▶ 提示文
((

おおよそのことですが
データーによりますと マンション組織の規模で多く見られるのは
50世帯ほどのものだといわれています
それなりの資金のある起業家が 各々の組合員と接触し 売買交渉を
進めるとすると 専有部に賃借人がいようと 抵当権がついていようと
そうしたことに一つ一つ対処していけるなら 各専有部はその起業家
に結集されていき マンション建物は撤去され 敷地に新しい区分所有
建物が出現し 以前の住民がその起業家と各々契約締結していたこと
により従前の住人のホトンドが新しい建物の各専有者として収まる など
という流れの形もあり得る
ある意味乱暴な言い方になるでしょうが 50戸ほどまでのことならば特に
条件がある程度整うなら そのような手法も採用され得ることでしょう
(もっとも
10戸のみのマンションでもナカナカそうはいかないことも モチロン ある
でしょうが・・・とにかく 情況によりますが)
そうした流れでのことも 極く広い意味での「建替え」と呼べるのかもしれ
ません が 区分所有法上では [建替え決議] として62条に登場し 関連
条項が続いています
【マンション】 という文言は マンション管理適正化法による定義ですが
建替え円滑化法にも用いられています(建替え円滑化法2①一)
以前にも何度か記しましたが
<区分所有の建物であり>
<2以上の区分所有者が存し>
<人の居住の用に供する専有部分がある>
場合 が 【 マンション 】 です
区分所有法・被災マンション法・耐震改修促進法の条文では この【 マンシ
ョン 】概念を使っていません
ということで 区分所有法での[建替え]は 専有部全部が事務所の区分所有
建物だとしても
適用があります
【 マンション 】の場合は 建替え円滑化法の利用もできますが <人の居住
の用に供する専有部分>がない区分所有建物の建替えは 建替え決議を
得たとしても その後 どのように事は進んでいくのでしょうか ?

))

(コレクションのエントリ)
((

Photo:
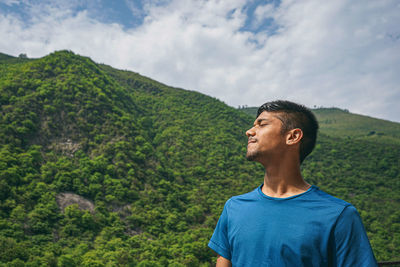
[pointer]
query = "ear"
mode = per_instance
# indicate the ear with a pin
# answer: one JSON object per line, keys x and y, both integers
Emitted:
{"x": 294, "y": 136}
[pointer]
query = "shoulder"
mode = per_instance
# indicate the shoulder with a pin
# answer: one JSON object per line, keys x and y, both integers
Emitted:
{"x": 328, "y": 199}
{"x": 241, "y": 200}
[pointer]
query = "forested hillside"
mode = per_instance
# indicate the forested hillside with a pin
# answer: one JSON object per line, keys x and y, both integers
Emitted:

))

▶ 課題一覧
1: 上記のエントリをすべて、「pin」を「marker」に置き換えて書き直しなさい。画像は解答に含めないこと。
2: マンションの建替えについての提示文を、最後の一文の後から書き継ぎなさい。

▶ 最終解答
1:
Photo:
[pointer]
query = "ear"
mode = per_instance
# indicate the ear with a marker
# answer: one JSON object per line, keys x and y, both integers
Emitted:
{"x": 294, "y": 136}
[pointer]
query = "shoulder"
mode = per_instance
# indicate the shoulder with a marker
# answer: one JSON object per line, keys x and y, both integers
Emitted:
{"x": 328, "y": 199}
{"x": 241, "y": 200}
[pointer]
query = "forested hillside"
mode = per_instance
# indicate the forested hillside with a marker
# answer: one JSON object per line, keys x and y, both integers
Emitted:

2:
そのことは さておくことを許していただいて
区分所有法における[建替え]に関して ポイント をポツポツと記していく
こととさせていただきますが
・ 居住用マンションを オフィスビルに建て替えたり一部を店舗に貸し出す
ようにすることも可能(使用目的が変わっても可)
・ 敷地は 建替え後のものと従前の建物のそれが一部でも重なるなら可
(隣地と交換してそこに建てようとしても一部でも重なるところがないなら
不可)
・ 建替え決議に反対しても 招集者からの催告に対して建替えに参加の
回答をすることで 建替えに参加が可(63)
・ 再建建物についての設計の概要・取壊しおよび建築に要する概算額・
費用の分担に関する事項・再建される建物の区分所有権の帰属のこと
の一部でも定めがないなら建替え決議は無効(62)
・ 建築面積を定めるためにも 決議に際して敷地は特定している必要あり
建替事業を全員参加とするために・・・
・ 決議に賛成した区分所有者以外(その承継者を含む)に対し催告をします/
期間内に回答無しの者は参加しない旨を回答したとみなす(63)
期間内ならば撤回し建替え参加が可/
一度参加回答したなら撤回不可
・ 不参加者に対しての区分所有権および敷地利用権の時価での売渡請求権
が 建替え賛成者(その承継人を含む)に認められている(63)
・ 建替え賛成者全員で 買受指定者を指定でき この者も売渡請求権を行使可
(事業に参加のデベロッパーを買受指定者と定めることも可)
・ 売渡請求の相手方は 売主なので 借家人を退去させて引き渡す義務があり
借地権ならば敷地利用権の譲渡に地主の承諾を得る義務がある(判例)
・ 形成権である売渡請求の行使によって 賛成者のみで構成される団体が建替
えを実行できることになる
・ 区分所有法上の売渡請求権は 催告期間の満了の日から2ヶ月を経過すると
行使不可
( これが行使できなくなったとしても 建替え円滑化法の売渡請求権行使の余地
は残っている ≪東京地判平成27年1月26日≫ )
ということで 区分所有法上の建替え決議があった場合には
: 決議賛成区分所有者
: 参加する旨を回答した区分所有者
: 買い受けた買受指定者
(これらの者の承継人を含む)が 建替え参加者 になる
ここで上記の
建替え決議を得たとしても その後 どのように事は進んでいくのでしょうか ?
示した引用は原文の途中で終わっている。